### Aim
Edit the lines below so that "range hood" becomes "stove hood" everywhere it appears, with all other text unchanged, and omit the pictures from your answer.

### Information provided
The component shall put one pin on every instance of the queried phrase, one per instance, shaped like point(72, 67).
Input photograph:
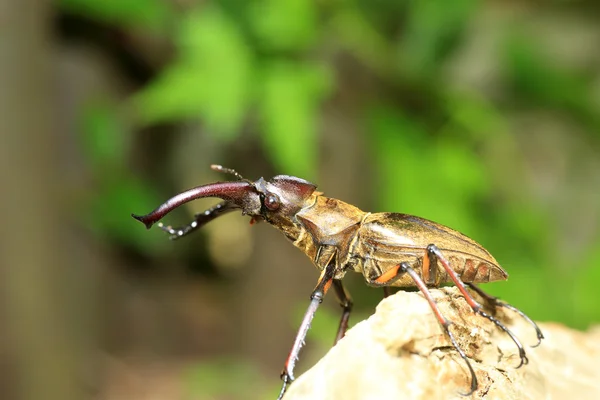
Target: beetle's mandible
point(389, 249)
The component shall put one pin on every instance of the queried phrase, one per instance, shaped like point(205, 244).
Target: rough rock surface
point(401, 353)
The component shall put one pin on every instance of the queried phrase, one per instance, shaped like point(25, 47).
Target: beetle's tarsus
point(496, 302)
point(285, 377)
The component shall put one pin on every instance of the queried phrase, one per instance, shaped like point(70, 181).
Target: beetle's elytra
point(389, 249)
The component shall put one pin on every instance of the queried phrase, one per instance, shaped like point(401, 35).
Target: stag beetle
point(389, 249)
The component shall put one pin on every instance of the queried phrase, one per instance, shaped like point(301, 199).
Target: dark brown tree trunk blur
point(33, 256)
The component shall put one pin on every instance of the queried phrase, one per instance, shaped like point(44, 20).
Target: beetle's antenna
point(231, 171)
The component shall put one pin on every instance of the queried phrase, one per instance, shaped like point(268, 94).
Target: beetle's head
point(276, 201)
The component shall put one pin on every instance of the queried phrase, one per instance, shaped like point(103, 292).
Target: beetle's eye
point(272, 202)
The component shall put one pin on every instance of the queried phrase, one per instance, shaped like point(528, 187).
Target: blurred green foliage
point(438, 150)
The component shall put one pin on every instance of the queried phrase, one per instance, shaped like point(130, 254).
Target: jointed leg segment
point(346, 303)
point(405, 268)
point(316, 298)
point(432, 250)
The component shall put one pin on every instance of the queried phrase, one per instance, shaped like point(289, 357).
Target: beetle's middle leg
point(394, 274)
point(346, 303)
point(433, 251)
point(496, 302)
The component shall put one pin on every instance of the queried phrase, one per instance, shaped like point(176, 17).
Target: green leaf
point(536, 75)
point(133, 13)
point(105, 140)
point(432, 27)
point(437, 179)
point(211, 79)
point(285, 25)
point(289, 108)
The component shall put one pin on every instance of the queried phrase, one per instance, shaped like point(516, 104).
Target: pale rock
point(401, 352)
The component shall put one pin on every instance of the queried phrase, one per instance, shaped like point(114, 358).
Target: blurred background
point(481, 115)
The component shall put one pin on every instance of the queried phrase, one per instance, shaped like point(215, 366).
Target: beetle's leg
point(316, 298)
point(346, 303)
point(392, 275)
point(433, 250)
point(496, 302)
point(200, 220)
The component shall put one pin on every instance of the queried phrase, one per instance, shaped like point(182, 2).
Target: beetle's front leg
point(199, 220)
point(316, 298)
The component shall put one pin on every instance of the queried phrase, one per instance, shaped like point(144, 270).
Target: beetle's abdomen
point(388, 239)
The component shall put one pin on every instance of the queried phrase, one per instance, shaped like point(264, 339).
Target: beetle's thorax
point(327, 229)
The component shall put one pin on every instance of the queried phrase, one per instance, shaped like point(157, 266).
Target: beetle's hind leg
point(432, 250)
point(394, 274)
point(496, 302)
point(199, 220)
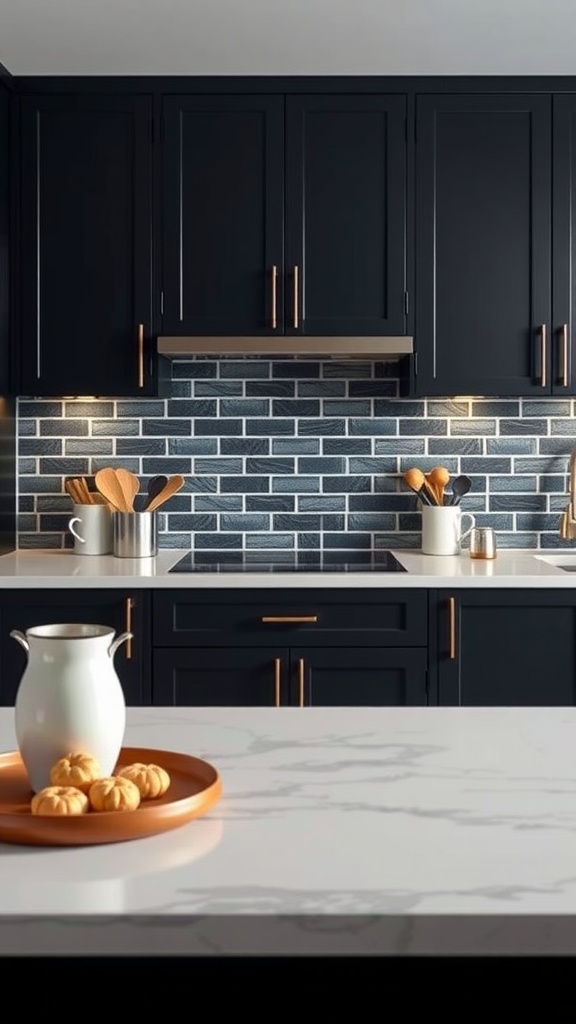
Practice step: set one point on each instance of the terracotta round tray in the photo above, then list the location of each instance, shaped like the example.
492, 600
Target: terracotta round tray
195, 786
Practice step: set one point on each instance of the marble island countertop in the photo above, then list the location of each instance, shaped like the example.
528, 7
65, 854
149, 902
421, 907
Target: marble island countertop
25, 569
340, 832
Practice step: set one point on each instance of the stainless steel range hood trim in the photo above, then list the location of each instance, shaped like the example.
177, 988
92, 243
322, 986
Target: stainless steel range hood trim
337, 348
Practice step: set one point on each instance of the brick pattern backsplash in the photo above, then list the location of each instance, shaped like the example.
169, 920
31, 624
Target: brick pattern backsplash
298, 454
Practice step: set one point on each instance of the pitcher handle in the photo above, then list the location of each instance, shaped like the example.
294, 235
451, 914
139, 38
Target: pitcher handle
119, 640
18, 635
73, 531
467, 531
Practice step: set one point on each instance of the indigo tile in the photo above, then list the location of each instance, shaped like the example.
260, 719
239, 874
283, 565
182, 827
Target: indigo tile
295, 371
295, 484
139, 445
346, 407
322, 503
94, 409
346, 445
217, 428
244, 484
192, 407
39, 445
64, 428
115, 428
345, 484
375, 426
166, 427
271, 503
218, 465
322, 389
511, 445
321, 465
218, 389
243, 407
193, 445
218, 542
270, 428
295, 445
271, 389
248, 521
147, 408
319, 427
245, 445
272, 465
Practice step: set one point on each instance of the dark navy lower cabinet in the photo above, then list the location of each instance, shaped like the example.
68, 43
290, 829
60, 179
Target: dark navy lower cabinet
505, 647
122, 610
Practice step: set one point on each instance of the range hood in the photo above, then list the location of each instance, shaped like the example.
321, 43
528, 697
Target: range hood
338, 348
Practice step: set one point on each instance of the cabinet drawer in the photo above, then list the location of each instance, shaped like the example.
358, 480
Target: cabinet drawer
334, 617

### Task solution
The component shall put one pin on every instance of the queried phrase, one per instance, shaped like point(72, 67).
Input photograph:
Target: beetle's mandible
point(389, 249)
The component shall put one pin on every instance of the queried phrase, one per instance, shaped like point(205, 244).
Target: rough rock surface
point(401, 353)
The component shall put one pin on every instance of the queried phrase, one per instance, shaped like point(25, 47).
Target: beetle's tarsus
point(496, 302)
point(285, 377)
The component shall put one pin on every instance of the queried phrase, one per instance, shaped like point(70, 181).
Target: beetle's elytra
point(389, 249)
The component shall put one pin on every instance of the queried phrase, one per instance, shaped like point(401, 35).
Target: stag beetle
point(389, 249)
The component shall put one pin on every instance of the queried phrase, one per instance, shaped like point(301, 199).
Target: dark brown tree trunk blur
point(33, 256)
The component shall put one pin on every instance of the queried phrase, one per instance, shaped like point(44, 20).
Target: beetle's antenna
point(231, 171)
The component shall put one pin on every instance of the queried phrase, one per instance, shaped like point(268, 94).
Target: beetle's head
point(276, 201)
The component shall put one pin on every instance of the queried phrase, one per instance, shaped like point(103, 292).
Target: beetle's eye
point(272, 202)
The component shall put one pin on every instance of the queried phrase, one per instance, shaped like point(528, 187).
Target: blurred green foliage
point(438, 150)
The component shall put one pin on every instance of the queried phrase, one per instance, shaped like point(130, 254).
Target: jointed leg segment
point(346, 303)
point(405, 268)
point(316, 298)
point(432, 250)
The component shall put one pin on every instance of the queried phrase, one per instance, shaped like point(289, 357).
Target: beetle's middle leg
point(394, 274)
point(346, 303)
point(433, 251)
point(496, 302)
The component shall put one pin on every instance of the queried phrase, one per instance, shaped like point(176, 17).
Target: green leaf
point(536, 75)
point(133, 13)
point(105, 140)
point(432, 27)
point(437, 179)
point(211, 79)
point(285, 25)
point(289, 108)
The component shall put one pin on every instance of the queried phrase, one per instance, shaped like point(516, 104).
Target: pale rock
point(401, 352)
The component shall put one pin on every instance of the queried phrase, one per instance, shaped like point(114, 358).
Target: blurred background
point(481, 115)
The component shall put one pin on every instance of the queried phrase, one per instance, shaped like point(215, 366).
Target: beetle's leg
point(316, 298)
point(346, 303)
point(392, 275)
point(433, 250)
point(496, 302)
point(200, 220)
The component shall put one pin on every instance of the queried phrase, one per instance, shaped like point(182, 2).
Target: beetle's front leg
point(199, 220)
point(316, 298)
The component shall put one pin on every instance of the queried phrase, one per instance, shaped like point(144, 270).
Target: beetle's abdomen
point(388, 239)
The component shall put one pin on every instance of the queried phrase, one per instance, shaped like point(264, 339).
Target: beetle's thorax
point(327, 229)
The component shall put one pin on every instance of the queried phrase, one per instance, shaped like point(157, 266).
Target: beetle's hind leg
point(432, 250)
point(394, 274)
point(496, 302)
point(199, 220)
Practice step: set one point on each instance of the terracotta round tray in the photo above, then list the location of each instance, shaped like the example.
492, 600
Target: terracotta round tray
195, 786
Practice step: set one point on each instance of the marble island countertop in the photo above, then list the location of each instance, shaped like the example.
528, 7
65, 854
149, 902
421, 907
Target: marble island countertop
25, 569
340, 832
Practice step: set one point on each instance of the stainless steel stove hood trim in the photo above, then list the location of each instance, shaped like the example.
177, 988
92, 243
322, 986
Target: stainless steel stove hood trim
337, 348
Practice step: set one point on each instance of the brick pattern backsplash in the photo above, then list the location of each instance, shaped like the example.
169, 920
31, 624
Target: brick pattern backsplash
298, 454
Practice step: set one point on each instance of the pitcher handle in the photo above, then list the location of each instance, shaped like the example.
294, 235
451, 914
139, 38
Target: pitcher handle
119, 640
18, 635
73, 531
467, 531
Practice step: set one point on each instance of the indigo tile in the photo above, then list the location of each instance, shaped like the example.
260, 719
239, 874
283, 565
182, 827
Target: indigo tile
295, 371
295, 484
139, 445
346, 407
322, 503
94, 409
346, 445
217, 428
244, 484
192, 407
39, 445
64, 428
115, 428
345, 484
375, 426
166, 427
271, 503
218, 465
322, 389
511, 445
321, 465
218, 389
243, 407
193, 445
218, 542
270, 428
295, 445
271, 389
248, 521
147, 408
319, 427
245, 445
272, 465
Practice step: set one point on each instance of the dark navy lower cabinet in the photo above, then list the location of each instance, shaped like the example.
68, 43
290, 829
60, 179
Target: dark navy lower cabinet
505, 647
122, 610
Practice step: set one point on each instance of the stove hood in the photo above, then list the location of each instance, shaped like the example.
321, 43
528, 697
Target: stove hood
338, 348
Practice step: set one point on each instance of the cabinet drawer in the photo above, then list the location of each instance, shaped like the example.
358, 480
Target: cabinet drawer
334, 617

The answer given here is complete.